**Your instructions**:
Can you return, unchanged, the lines from the one that contains "Could you point out the man's black" to the last line, with the pictures left out?

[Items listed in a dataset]
-=-=-
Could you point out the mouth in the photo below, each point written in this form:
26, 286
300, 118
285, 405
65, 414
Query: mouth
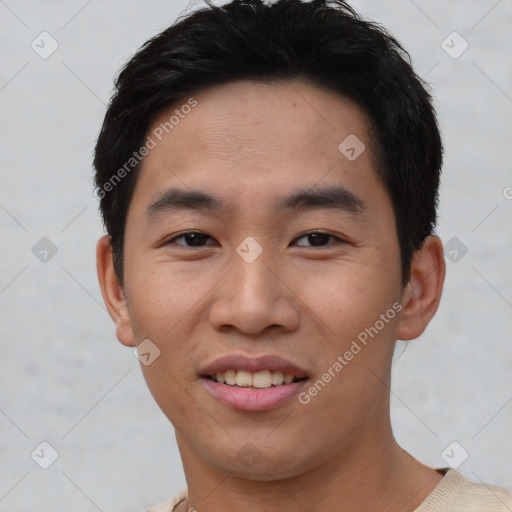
253, 384
257, 380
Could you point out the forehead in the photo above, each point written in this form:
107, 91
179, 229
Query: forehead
245, 141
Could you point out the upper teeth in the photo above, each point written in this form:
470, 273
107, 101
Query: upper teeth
263, 379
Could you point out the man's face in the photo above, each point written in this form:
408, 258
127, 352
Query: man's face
235, 286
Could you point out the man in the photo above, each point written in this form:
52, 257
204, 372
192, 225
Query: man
268, 176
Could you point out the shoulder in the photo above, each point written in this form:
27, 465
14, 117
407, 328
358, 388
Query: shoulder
455, 493
169, 504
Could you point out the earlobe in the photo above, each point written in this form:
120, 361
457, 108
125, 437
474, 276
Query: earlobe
423, 292
112, 292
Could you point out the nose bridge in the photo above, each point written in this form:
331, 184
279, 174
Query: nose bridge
253, 279
252, 298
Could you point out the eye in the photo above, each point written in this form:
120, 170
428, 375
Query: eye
191, 239
317, 239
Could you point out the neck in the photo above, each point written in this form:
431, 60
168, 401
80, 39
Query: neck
370, 472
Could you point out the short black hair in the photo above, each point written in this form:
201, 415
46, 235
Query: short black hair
324, 42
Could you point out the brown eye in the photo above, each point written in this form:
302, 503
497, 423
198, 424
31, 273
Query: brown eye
317, 239
191, 239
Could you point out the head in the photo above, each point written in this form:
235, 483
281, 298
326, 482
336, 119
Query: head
268, 177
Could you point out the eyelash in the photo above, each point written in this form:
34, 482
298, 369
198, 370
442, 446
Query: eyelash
172, 240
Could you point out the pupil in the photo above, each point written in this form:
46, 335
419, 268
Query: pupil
317, 239
195, 239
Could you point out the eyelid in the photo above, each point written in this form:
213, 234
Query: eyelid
320, 232
311, 232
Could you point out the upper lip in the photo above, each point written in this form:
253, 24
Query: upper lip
252, 364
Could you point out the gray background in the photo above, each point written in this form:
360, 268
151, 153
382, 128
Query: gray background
64, 377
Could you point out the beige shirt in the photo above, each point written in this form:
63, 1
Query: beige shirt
454, 493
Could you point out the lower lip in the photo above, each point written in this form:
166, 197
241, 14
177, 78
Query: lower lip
251, 399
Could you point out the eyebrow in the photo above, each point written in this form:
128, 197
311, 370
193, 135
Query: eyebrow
332, 196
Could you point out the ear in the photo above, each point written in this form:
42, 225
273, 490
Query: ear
423, 292
112, 291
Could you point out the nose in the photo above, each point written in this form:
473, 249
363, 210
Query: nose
255, 298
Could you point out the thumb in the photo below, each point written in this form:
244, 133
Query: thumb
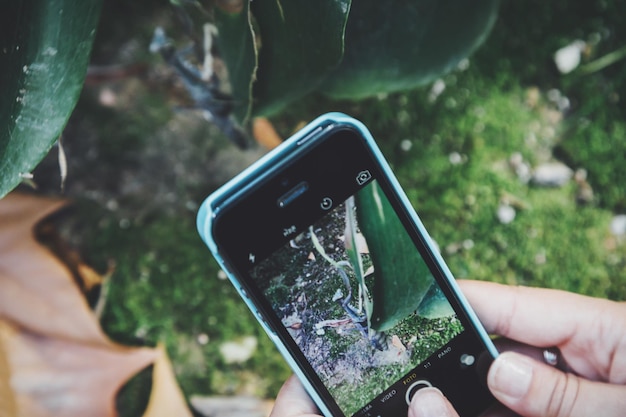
534, 389
430, 402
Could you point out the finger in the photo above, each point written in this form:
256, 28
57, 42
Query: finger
430, 402
293, 401
534, 389
546, 318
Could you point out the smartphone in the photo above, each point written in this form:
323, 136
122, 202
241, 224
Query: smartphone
324, 247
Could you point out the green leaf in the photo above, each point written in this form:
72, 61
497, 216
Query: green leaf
44, 52
354, 254
236, 46
434, 305
402, 279
301, 42
396, 45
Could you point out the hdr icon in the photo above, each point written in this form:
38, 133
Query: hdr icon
289, 230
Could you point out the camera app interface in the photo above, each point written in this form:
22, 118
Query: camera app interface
359, 301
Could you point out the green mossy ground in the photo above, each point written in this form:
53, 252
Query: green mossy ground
166, 287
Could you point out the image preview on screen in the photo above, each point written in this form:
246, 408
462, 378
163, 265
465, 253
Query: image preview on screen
322, 286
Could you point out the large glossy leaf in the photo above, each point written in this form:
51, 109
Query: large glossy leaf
238, 50
402, 281
301, 42
396, 44
44, 51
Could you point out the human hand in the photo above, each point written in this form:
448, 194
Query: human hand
293, 401
590, 334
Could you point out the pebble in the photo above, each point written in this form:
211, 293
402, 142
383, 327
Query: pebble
618, 225
238, 351
552, 174
568, 58
506, 214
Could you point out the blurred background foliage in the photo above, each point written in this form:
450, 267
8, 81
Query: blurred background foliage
139, 165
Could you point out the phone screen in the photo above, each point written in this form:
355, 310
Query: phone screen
351, 286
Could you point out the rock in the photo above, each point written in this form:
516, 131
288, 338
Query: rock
238, 351
567, 58
505, 213
552, 174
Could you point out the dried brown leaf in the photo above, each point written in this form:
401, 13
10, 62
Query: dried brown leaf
54, 357
166, 398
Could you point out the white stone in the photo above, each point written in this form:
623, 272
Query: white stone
567, 58
505, 213
238, 351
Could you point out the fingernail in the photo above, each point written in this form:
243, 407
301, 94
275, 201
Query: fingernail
510, 375
429, 402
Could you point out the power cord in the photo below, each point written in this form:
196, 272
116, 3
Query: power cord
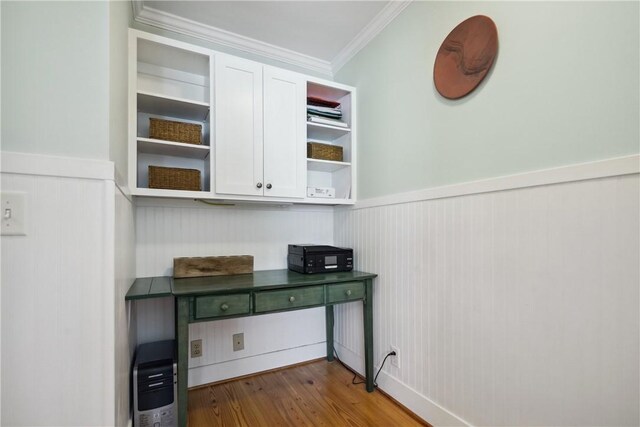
355, 374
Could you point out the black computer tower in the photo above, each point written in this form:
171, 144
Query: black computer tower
155, 385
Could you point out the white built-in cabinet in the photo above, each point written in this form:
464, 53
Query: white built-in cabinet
260, 122
254, 121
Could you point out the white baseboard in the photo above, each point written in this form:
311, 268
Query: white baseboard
254, 364
417, 403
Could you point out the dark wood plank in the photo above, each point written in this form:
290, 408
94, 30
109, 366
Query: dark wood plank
319, 393
139, 289
160, 286
261, 280
212, 266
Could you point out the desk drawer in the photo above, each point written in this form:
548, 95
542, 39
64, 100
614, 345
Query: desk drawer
345, 292
289, 299
222, 305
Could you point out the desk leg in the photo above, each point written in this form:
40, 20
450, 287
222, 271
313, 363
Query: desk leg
368, 333
182, 338
329, 323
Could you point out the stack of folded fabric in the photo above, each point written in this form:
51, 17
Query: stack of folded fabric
324, 111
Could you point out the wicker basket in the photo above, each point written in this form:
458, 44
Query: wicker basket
168, 130
315, 150
174, 178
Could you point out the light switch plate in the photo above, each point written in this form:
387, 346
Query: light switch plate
13, 214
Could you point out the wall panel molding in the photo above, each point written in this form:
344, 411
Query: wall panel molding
579, 172
509, 308
56, 166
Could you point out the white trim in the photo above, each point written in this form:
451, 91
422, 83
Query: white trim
579, 172
168, 21
417, 403
46, 165
368, 33
251, 365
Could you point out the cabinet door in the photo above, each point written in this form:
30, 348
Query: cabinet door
284, 133
238, 126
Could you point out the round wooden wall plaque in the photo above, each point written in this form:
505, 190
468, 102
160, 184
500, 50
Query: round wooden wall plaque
465, 57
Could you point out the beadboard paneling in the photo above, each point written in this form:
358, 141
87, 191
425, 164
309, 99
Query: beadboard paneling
508, 308
58, 305
163, 233
125, 323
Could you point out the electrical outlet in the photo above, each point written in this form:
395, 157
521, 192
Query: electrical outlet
196, 348
395, 360
238, 342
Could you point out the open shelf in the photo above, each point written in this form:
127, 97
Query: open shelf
325, 165
325, 132
178, 194
178, 108
169, 148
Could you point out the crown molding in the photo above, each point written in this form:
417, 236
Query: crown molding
377, 24
167, 21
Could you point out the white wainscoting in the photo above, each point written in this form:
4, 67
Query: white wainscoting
125, 323
193, 229
510, 308
58, 305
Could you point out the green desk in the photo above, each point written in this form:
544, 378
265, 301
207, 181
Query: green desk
203, 299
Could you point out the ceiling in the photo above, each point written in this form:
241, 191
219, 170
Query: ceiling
318, 35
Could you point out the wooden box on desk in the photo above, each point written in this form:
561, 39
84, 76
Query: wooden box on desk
212, 266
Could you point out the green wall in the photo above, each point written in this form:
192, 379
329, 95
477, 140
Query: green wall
564, 89
55, 78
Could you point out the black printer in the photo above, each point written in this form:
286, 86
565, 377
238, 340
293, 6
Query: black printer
305, 258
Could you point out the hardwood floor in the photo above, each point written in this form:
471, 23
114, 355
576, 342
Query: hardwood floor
318, 393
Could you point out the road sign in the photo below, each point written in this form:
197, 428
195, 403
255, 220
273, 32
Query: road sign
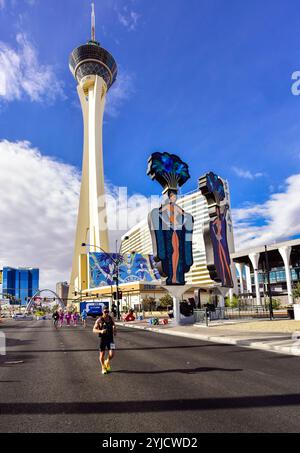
93, 308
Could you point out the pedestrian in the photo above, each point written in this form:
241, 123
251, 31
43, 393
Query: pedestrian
68, 318
61, 318
83, 317
75, 318
130, 316
114, 310
106, 329
55, 317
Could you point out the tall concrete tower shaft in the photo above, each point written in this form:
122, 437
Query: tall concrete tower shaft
95, 71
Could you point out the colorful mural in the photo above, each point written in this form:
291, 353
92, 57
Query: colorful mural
130, 267
170, 226
215, 230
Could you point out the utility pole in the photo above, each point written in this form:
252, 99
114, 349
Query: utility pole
269, 283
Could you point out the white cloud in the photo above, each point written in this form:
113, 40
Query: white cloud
119, 93
246, 173
22, 75
275, 220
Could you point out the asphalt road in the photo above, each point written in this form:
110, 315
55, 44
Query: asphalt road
50, 381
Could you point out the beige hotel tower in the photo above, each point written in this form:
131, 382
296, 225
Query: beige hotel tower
95, 71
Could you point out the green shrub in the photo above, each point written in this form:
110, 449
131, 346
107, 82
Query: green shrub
275, 304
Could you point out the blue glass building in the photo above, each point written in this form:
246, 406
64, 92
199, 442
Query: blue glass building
20, 283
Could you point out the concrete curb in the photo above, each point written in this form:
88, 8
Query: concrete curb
283, 347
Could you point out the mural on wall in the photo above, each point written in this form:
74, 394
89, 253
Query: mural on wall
215, 230
170, 226
132, 267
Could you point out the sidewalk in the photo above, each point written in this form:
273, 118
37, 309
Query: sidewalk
277, 336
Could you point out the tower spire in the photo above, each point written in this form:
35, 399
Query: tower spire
93, 23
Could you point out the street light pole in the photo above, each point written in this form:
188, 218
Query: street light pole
117, 264
269, 283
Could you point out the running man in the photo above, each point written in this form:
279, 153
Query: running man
106, 329
55, 318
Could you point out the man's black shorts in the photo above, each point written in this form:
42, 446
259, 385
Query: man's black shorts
105, 344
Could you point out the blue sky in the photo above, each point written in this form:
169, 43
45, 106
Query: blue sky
209, 80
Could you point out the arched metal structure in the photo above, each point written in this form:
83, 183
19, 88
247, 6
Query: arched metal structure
31, 302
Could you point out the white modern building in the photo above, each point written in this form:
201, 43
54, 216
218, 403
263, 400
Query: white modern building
139, 239
283, 262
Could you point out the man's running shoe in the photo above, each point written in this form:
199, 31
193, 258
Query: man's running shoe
107, 366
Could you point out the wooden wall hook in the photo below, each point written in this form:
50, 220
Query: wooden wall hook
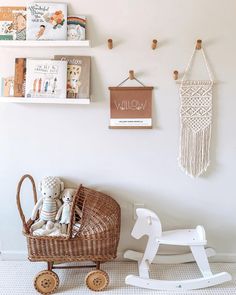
-=-=-
**Result of the task**:
Could you point out the man's black shorts in the photo above, each point written in this form:
42, 446
259, 385
Query: man's black shorts
105, 344
Could you point out the blue sky in the photo above, each point written in this form:
169, 43
45, 106
Query: blue sky
209, 80
Could you point out the arched metal structure in the photo above, each point written in this form:
83, 183
19, 88
247, 6
Query: arched metal structure
31, 302
Could you point out the white modern building in the photo above, each point written in this form:
201, 43
54, 216
218, 403
263, 400
Query: white modern building
139, 239
283, 262
Could you point out the man's running shoe in the photo above, each point written in this form:
199, 31
193, 258
Query: man's running shoe
107, 366
Could you point out the wooden wall hook in the photo below, each point written in this form:
50, 220
Query: wooden wall hook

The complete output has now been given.